TO BE DONE: Everything from the line containing "[segment] turquoise water;" through the last line of the records must be returned verbatim, and nothing outside that range.

DATA ENTRIES:
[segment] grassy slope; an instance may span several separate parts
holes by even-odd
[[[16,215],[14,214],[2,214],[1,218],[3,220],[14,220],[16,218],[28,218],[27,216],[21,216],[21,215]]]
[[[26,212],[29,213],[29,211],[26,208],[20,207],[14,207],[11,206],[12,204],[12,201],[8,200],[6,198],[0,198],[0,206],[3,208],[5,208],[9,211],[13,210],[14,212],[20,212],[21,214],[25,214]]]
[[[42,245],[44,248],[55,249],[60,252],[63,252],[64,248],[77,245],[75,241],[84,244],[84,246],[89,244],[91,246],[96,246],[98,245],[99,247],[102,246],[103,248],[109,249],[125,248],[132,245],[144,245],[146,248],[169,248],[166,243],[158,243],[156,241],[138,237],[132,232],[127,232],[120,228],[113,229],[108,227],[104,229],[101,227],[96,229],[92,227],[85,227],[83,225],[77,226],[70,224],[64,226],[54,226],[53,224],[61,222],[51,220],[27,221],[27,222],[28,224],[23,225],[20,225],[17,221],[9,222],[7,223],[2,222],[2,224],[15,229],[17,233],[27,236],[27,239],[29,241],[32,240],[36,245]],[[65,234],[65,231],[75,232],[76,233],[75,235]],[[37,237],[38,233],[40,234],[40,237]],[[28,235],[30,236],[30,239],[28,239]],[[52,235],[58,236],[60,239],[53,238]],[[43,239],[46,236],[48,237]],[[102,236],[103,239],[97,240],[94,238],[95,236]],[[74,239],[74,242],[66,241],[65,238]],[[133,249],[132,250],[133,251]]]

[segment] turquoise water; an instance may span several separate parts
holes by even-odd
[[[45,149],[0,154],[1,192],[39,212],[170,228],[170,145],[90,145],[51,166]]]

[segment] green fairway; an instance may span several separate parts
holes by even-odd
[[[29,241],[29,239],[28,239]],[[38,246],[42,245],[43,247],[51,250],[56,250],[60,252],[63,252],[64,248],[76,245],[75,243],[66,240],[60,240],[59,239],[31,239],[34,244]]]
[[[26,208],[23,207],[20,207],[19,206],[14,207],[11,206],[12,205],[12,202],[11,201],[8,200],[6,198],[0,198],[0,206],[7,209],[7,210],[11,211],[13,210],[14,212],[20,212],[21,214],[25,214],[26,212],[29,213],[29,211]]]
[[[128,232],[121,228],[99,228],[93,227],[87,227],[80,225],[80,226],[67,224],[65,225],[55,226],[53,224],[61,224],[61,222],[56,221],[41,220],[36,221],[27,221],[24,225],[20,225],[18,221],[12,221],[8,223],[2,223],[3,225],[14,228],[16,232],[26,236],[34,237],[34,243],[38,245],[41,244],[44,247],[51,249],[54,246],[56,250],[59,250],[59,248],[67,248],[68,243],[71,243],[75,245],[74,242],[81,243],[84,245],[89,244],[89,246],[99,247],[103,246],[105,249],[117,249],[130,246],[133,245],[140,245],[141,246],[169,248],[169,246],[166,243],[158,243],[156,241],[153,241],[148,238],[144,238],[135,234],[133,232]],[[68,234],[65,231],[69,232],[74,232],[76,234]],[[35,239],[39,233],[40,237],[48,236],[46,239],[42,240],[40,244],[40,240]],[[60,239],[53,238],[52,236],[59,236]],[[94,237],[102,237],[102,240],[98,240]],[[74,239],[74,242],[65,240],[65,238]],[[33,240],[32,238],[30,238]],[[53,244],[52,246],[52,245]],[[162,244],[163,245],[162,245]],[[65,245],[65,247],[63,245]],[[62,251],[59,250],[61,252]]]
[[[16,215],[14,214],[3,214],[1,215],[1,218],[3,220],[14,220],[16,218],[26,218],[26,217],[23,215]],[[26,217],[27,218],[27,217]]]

FULL ANSWER:
[segment] turquoise water; an instance may span several separate parts
holes by even-odd
[[[45,149],[0,154],[1,192],[39,212],[170,228],[170,145],[90,145],[51,166]]]

[segment] green fairway; an instance may span several separate parts
holes by even-odd
[[[29,241],[29,239],[28,239]],[[38,246],[42,245],[43,247],[51,250],[56,250],[60,252],[63,252],[64,248],[76,245],[75,243],[66,240],[60,240],[59,239],[31,239],[34,244]]]
[[[26,208],[23,207],[20,207],[19,206],[14,207],[11,206],[12,205],[12,202],[11,201],[8,200],[6,198],[0,198],[0,206],[7,209],[7,210],[11,211],[13,210],[14,212],[20,212],[21,214],[25,214],[26,212],[29,213],[29,211]]]
[[[128,232],[121,228],[99,228],[93,227],[87,227],[80,225],[80,226],[67,224],[65,225],[55,226],[53,224],[61,224],[61,222],[56,221],[41,220],[36,221],[27,221],[24,225],[20,225],[18,221],[12,221],[8,223],[2,223],[3,225],[14,228],[16,232],[26,236],[34,237],[34,243],[38,245],[41,244],[44,247],[51,249],[54,246],[56,250],[59,250],[59,248],[67,248],[68,243],[71,243],[75,245],[74,242],[81,243],[84,245],[89,244],[89,246],[99,247],[103,246],[105,249],[117,249],[130,246],[133,245],[140,245],[141,246],[169,248],[169,246],[166,243],[158,243],[156,241],[153,241],[148,238],[144,238],[135,234],[133,232]],[[68,234],[65,231],[69,232],[74,232],[76,234]],[[35,239],[39,233],[40,237],[48,236],[46,239],[42,240],[40,244],[40,240]],[[60,239],[53,238],[52,236],[59,236]],[[94,237],[102,237],[102,240],[98,240]],[[74,239],[74,242],[65,240],[65,238]],[[33,240],[32,238],[30,238]],[[53,244],[52,246],[52,245]],[[162,244],[163,245],[162,245]],[[65,245],[65,247],[63,245]],[[62,251],[59,250],[61,252]]]
[[[16,215],[14,214],[3,214],[1,215],[1,218],[3,220],[14,220],[16,218],[26,218],[26,217],[23,215]],[[26,217],[27,218],[27,217]]]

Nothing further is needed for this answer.